## Extract
--*--

If two words could describe Hawaii’s reaction to Japan’s devastation, I’d say they are relief and denial.
Relief that the tsunami dealt the islands a mild swat, although I imagine people whose houses, boats and other property were damaged or destroyed would have another take on that.
Then there’s denial, a refusal to acknowledge that only the grace of nature or fate or luck has kept a massive quake or its unpredictable mate — those long, deep sea waves that can move as fast as a jet — from these shores in recent years.
Ripples from Japan, of course, will wash in to dampen the tourism economy that relies sizeably on its travelers. Broader effects that have already pricked the worldwide economy will soon sting here, too.
Though we needn’t worry, at least for now, about the toxic radiation from Japan’s crippled nuclear energy plants, the potential for less complicated damage should give pause.
Many of Honshu’s buildings and infrastructure survived the massive quake because they are designed to withstand the slips and convulsions of the earth. How well Hawaii’s structures would hold up is uncertain.

--*--

## Tasks
[A] Which place names appear in the commentary on Hawaii's reaction to Japan's disaster? List each one once.
[B] Reproduce the commentary on Hawaii's reaction to Japan's disaster word for word, starting with "Then there’s denial, a" and going on through "up is uncertain.".
[C] Write the next part of the commentary on Hawaii's reaction to Japan's disaster, picking up after its final sentence.
The items after this commentary come from an unrelated source.

## Source material
--*--

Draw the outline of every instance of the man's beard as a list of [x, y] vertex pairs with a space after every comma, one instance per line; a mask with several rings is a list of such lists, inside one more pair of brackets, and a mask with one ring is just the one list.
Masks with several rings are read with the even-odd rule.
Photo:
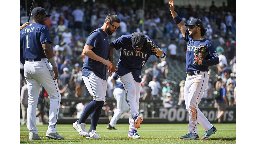
[[106, 29], [106, 31], [107, 32], [107, 34], [109, 35], [112, 35], [112, 34], [113, 34], [114, 32], [114, 31], [113, 32], [111, 31], [110, 30], [110, 27], [109, 26], [107, 27], [107, 28]]
[[191, 33], [190, 33], [190, 35], [189, 35], [189, 36], [193, 37], [195, 36], [196, 34], [197, 33], [197, 31], [195, 31], [193, 32], [192, 32]]

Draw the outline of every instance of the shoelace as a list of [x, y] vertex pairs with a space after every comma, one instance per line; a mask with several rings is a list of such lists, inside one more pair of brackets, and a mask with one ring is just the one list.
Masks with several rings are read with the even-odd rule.
[[81, 128], [81, 129], [82, 129], [82, 130], [83, 131], [86, 131], [85, 130], [85, 124], [81, 124], [80, 125], [80, 127]]
[[209, 135], [208, 134], [208, 133], [207, 133], [207, 131], [206, 131], [204, 134], [204, 136], [208, 136]]
[[138, 131], [137, 130], [133, 130], [133, 132], [132, 132], [132, 134], [135, 134], [136, 135], [139, 136], [139, 135], [137, 133], [137, 131]]

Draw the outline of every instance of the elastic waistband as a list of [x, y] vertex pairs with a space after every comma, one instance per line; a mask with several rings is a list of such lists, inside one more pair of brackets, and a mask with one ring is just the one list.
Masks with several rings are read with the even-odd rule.
[[26, 61], [29, 62], [33, 62], [35, 61], [46, 62], [47, 61], [47, 59], [46, 58], [43, 58], [41, 59], [28, 59], [26, 60]]
[[187, 74], [189, 76], [192, 76], [192, 75], [201, 73], [208, 73], [208, 72], [201, 72], [200, 71], [194, 71], [192, 72], [187, 72], [186, 71], [186, 72], [187, 73]]

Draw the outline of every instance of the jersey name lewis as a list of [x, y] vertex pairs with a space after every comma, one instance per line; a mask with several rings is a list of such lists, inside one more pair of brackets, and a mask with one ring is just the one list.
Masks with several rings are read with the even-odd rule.
[[146, 54], [141, 51], [134, 51], [134, 50], [128, 51], [126, 49], [124, 49], [123, 50], [124, 55], [127, 56], [138, 56], [142, 58], [146, 59], [147, 54]]
[[29, 33], [30, 32], [32, 32], [34, 31], [34, 28], [35, 28], [35, 27], [33, 27], [32, 28], [23, 29], [22, 30], [22, 34], [23, 34], [24, 33]]

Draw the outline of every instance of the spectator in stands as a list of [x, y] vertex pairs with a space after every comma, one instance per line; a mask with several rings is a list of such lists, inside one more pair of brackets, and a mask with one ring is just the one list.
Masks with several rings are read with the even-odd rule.
[[171, 93], [171, 87], [169, 83], [166, 81], [163, 81], [162, 84], [163, 87], [162, 88], [162, 97], [161, 100], [162, 100], [166, 97], [166, 94]]
[[222, 64], [220, 67], [219, 64], [217, 65], [218, 73], [221, 74], [223, 82], [226, 82], [228, 77], [229, 76], [228, 69], [225, 64]]
[[65, 59], [64, 62], [60, 66], [60, 74], [61, 74], [63, 73], [63, 69], [68, 66], [68, 65], [69, 63], [69, 59]]
[[141, 85], [143, 88], [143, 92], [141, 96], [141, 97], [142, 98], [142, 100], [150, 99], [152, 97], [151, 92], [152, 90], [151, 88], [148, 86], [146, 81], [141, 83]]
[[227, 61], [227, 58], [226, 56], [223, 55], [223, 53], [222, 52], [220, 52], [218, 53], [219, 59], [219, 65], [220, 67], [222, 66], [222, 64], [225, 64], [226, 66], [228, 66], [228, 62]]
[[61, 62], [61, 58], [60, 56], [59, 52], [58, 51], [55, 51], [55, 55], [54, 56], [54, 60], [57, 66], [57, 69], [59, 73], [60, 72], [60, 67], [62, 62]]
[[185, 80], [182, 80], [180, 81], [179, 85], [180, 88], [180, 94], [179, 96], [179, 101], [178, 105], [182, 106], [185, 105], [185, 100], [184, 99], [184, 86], [185, 85]]
[[71, 59], [73, 56], [73, 53], [69, 45], [62, 41], [60, 43], [60, 46], [62, 47], [63, 48], [64, 55], [65, 56], [64, 58], [66, 59]]
[[37, 108], [38, 110], [36, 111], [36, 116], [39, 116], [41, 119], [43, 124], [46, 124], [44, 119], [44, 92], [45, 89], [42, 85], [40, 86], [40, 93], [39, 93], [38, 100], [37, 101]]
[[170, 93], [166, 94], [166, 97], [163, 100], [163, 105], [166, 108], [172, 107], [175, 106], [175, 103], [172, 100], [172, 96]]
[[234, 104], [236, 105], [236, 86], [234, 89]]
[[[218, 41], [219, 40], [218, 40]], [[222, 54], [223, 53], [225, 52], [224, 50], [224, 48], [223, 48], [223, 45], [221, 44], [220, 43], [219, 43], [219, 45], [216, 47], [216, 52], [217, 52], [217, 53], [220, 54], [220, 52], [221, 52]]]
[[69, 30], [66, 29], [61, 35], [61, 41], [68, 45], [71, 43], [71, 38], [72, 36], [72, 34], [69, 31]]
[[76, 110], [77, 112], [76, 115], [75, 116], [75, 118], [79, 119], [81, 117], [81, 116], [83, 114], [84, 111], [84, 108], [86, 107], [87, 104], [84, 102], [82, 102], [76, 105]]
[[173, 60], [175, 59], [176, 55], [177, 54], [177, 46], [171, 41], [171, 43], [168, 46], [168, 49], [170, 52], [169, 55], [168, 55], [169, 58]]
[[28, 92], [26, 80], [23, 81], [23, 85], [20, 94], [20, 104], [22, 115], [22, 125], [27, 124], [27, 110], [28, 104]]
[[230, 81], [226, 87], [227, 97], [228, 101], [228, 105], [230, 106], [233, 104], [234, 101], [234, 83], [232, 81]]
[[[214, 107], [218, 109], [217, 118], [215, 120], [218, 123], [220, 123], [221, 118], [225, 114], [226, 107], [228, 106], [228, 101], [226, 96], [226, 91], [225, 88], [226, 83], [216, 83], [216, 88], [221, 87], [222, 90], [221, 92], [221, 99], [220, 100], [214, 100]], [[217, 88], [216, 88], [217, 89]]]
[[84, 15], [84, 11], [81, 9], [80, 6], [78, 6], [76, 8], [76, 9], [72, 12], [72, 15], [74, 17], [74, 28], [82, 29]]
[[84, 43], [83, 38], [81, 37], [76, 42], [76, 46], [74, 47], [74, 51], [76, 52], [76, 55], [78, 56], [81, 55], [84, 47]]
[[152, 98], [150, 99], [153, 100], [158, 100], [159, 98], [158, 97], [158, 93], [159, 90], [162, 90], [160, 83], [157, 80], [156, 76], [153, 76], [152, 78], [152, 80], [148, 83], [148, 86], [151, 88], [152, 90], [151, 91], [151, 94]]
[[76, 84], [75, 97], [81, 97], [82, 92], [82, 87], [83, 83], [82, 82], [83, 78], [82, 77], [82, 68], [79, 68], [79, 70], [78, 72], [76, 73], [76, 76], [75, 77], [74, 82]]
[[66, 26], [64, 25], [64, 22], [62, 21], [60, 21], [59, 24], [57, 26], [57, 33], [58, 35], [61, 36], [62, 35], [62, 33], [67, 28]]
[[65, 87], [66, 86], [68, 86], [66, 90], [65, 93], [71, 94], [71, 89], [72, 89], [72, 83], [70, 80], [70, 75], [69, 73], [68, 68], [65, 67], [63, 69], [63, 73], [60, 76], [59, 79], [58, 84], [61, 85], [63, 87]]
[[236, 85], [236, 79], [235, 78], [235, 74], [230, 73], [229, 74], [229, 78], [227, 80], [227, 86], [228, 86], [230, 82], [233, 83], [233, 87], [234, 88]]
[[152, 69], [153, 74], [156, 77], [156, 80], [159, 82], [161, 81], [161, 70], [157, 67], [157, 63], [154, 64]]

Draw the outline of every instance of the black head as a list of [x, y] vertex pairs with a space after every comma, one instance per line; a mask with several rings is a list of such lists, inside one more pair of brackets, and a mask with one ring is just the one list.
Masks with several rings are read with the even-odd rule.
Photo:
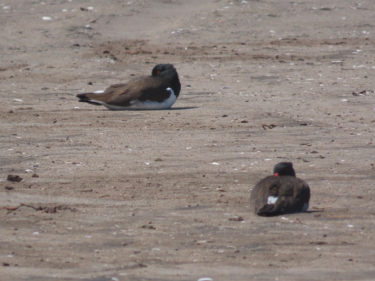
[[293, 169], [291, 162], [282, 162], [273, 167], [273, 175], [275, 176], [296, 176], [296, 172]]
[[170, 63], [163, 63], [155, 66], [152, 69], [151, 75], [155, 77], [165, 77], [169, 79], [178, 77], [176, 69]]

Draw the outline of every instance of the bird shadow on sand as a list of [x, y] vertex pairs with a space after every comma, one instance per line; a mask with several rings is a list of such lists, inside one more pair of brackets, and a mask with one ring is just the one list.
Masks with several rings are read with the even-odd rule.
[[193, 108], [198, 108], [198, 106], [186, 106], [186, 107], [173, 107], [165, 110], [182, 110], [183, 109], [191, 109]]

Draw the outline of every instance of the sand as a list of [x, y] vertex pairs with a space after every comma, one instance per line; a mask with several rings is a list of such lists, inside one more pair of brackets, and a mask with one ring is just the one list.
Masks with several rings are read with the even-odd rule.
[[[375, 2], [9, 3], [2, 280], [374, 280]], [[161, 63], [170, 109], [75, 96]], [[257, 216], [283, 161], [310, 209]]]

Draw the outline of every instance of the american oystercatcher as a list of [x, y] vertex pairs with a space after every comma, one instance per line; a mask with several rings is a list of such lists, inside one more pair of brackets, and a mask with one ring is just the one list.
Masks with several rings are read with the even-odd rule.
[[76, 96], [79, 102], [104, 105], [110, 110], [157, 110], [173, 105], [181, 89], [176, 69], [166, 63], [156, 66], [151, 76]]
[[257, 215], [274, 216], [306, 212], [310, 192], [304, 181], [296, 177], [293, 164], [283, 162], [255, 184], [250, 193], [250, 207]]

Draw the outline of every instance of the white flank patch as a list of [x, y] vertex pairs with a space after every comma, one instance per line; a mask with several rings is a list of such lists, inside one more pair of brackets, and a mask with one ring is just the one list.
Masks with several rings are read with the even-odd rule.
[[169, 97], [161, 102], [147, 100], [144, 102], [140, 102], [138, 100], [134, 100], [130, 102], [130, 105], [129, 106], [119, 106], [118, 105], [111, 105], [100, 102], [99, 100], [92, 100], [93, 102], [96, 102], [104, 105], [107, 108], [111, 110], [160, 110], [166, 109], [173, 105], [177, 97], [174, 94], [174, 92], [170, 88], [167, 88], [166, 90], [171, 92]]
[[268, 202], [267, 202], [267, 204], [274, 204], [278, 198], [278, 197], [275, 197], [274, 196], [268, 196]]

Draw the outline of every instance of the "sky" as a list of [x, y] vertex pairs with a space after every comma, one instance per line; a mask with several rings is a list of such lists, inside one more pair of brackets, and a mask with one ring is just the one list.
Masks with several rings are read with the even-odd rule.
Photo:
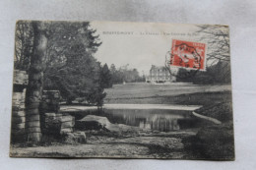
[[193, 40], [198, 34], [194, 25], [92, 22], [102, 44], [96, 58], [109, 67], [129, 64], [140, 74], [149, 74], [152, 65], [164, 66], [173, 38]]

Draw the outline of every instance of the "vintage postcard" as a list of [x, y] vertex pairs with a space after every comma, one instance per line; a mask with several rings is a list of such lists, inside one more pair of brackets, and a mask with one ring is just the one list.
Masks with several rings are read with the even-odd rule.
[[234, 160], [227, 26], [16, 24], [10, 156]]

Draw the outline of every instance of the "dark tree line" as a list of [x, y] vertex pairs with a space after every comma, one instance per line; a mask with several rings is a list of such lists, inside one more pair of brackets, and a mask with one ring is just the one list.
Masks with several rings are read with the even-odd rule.
[[110, 66], [112, 84], [145, 82], [145, 76], [140, 76], [137, 69], [129, 69], [128, 64], [116, 69], [115, 65]]
[[90, 23], [25, 22], [16, 26], [15, 69], [27, 71], [28, 142], [40, 142], [42, 89], [56, 89], [67, 102], [83, 97], [101, 106], [101, 67], [94, 54], [101, 44]]
[[[18, 22], [16, 32], [15, 69], [30, 73], [36, 37], [35, 22]], [[37, 22], [38, 24], [38, 22]], [[43, 23], [44, 55], [37, 65], [43, 67], [43, 89], [60, 90], [61, 96], [71, 103], [82, 97], [90, 104], [102, 105], [100, 63], [94, 54], [101, 44], [90, 23]]]

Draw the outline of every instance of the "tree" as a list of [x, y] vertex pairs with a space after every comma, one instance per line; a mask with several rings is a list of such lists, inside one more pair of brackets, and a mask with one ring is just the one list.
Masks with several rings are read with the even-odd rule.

--*--

## Per-task answers
[A] Hawaii, Japan, Honshu

[B]
Then there’s denial, a refusal to acknowledge that only the grace of nature or fate or luck has kept a massive quake or its unpredictable mate — those long, deep sea waves that can move as fast as a jet — from these shores in recent years.
Ripples from Japan, of course, will wash in to dampen the tourism economy that relies sizeably on its travelers. Broader effects that have already pricked the worldwide economy will soon sting here, too.
Though we needn’t worry, at least for now, about the toxic radiation from Japan’s crippled nuclear energy plants, the potential for less complicated damage should give pause.
Many of Honshu’s buildings and infrastructure survived the massive quake because they are designed to withstand the slips and convulsions of the earth. How well Hawaii’s structures would hold up is uncertain.

[C]
Even with seawalls thought to be strong enough to stand against a tsunami, Japan could not escape destruction from surges that arose in the quake’s aftermath.
While arguments about beach restoration, blocked view planes, high-water marks, vegetation lines and shoreline access take up much time here, these trivial disputes won’t amount to a sand berm in the face of a fierce tsunami.
Vulnerable high-rise hotels, resorts, condos, business centers, shopping malls, medical schools and housing developments both pricey and downmarket edge the coasts of almost every island, seemingly without consideration of nature’s power.
Sure, Civil Defense can issue warnings and capable science guys can predict quite well the timing and magnitude of tsunamis, hurricanes and the like.
Well-provisioned people can rest a bit easier than those who do the rush-to-Costco whirl whenever the sirens sound. Still, in the face of the kind of overwhelming forces Japan experienced, disaster preparedness ought to begin earlier.
Retrofitting buildings or sturdier initial construction butt up against cost. Cost plays out against probability and, more often than not, decision makers figure the odds don’t warrant the expense.
Rather than an extra outlay today, the choice is to roll the dice even if much more would be spent in reconstruction, much more would be forfeited in a sidelined economy, much more would be lost in livelihoods, not to mention lives.
This is not a perfect world where the best blueprints are realized.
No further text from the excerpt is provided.